═════ DATASET
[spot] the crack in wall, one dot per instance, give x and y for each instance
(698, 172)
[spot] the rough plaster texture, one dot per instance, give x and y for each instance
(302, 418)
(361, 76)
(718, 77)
══════════
WORK TO COMPLETE: Arrange all of the lines above as a JSON list of strings, one string per line, leaving out any blank lines.

THE REPLY:
[
  "[spot] the crack in wall, one dot per instance, give x and y for each instance",
  "(698, 172)",
  "[spot] the rough plaster texture, one dot per instance, give x and y for each instance",
  "(302, 418)",
  "(361, 76)",
  "(718, 77)"
]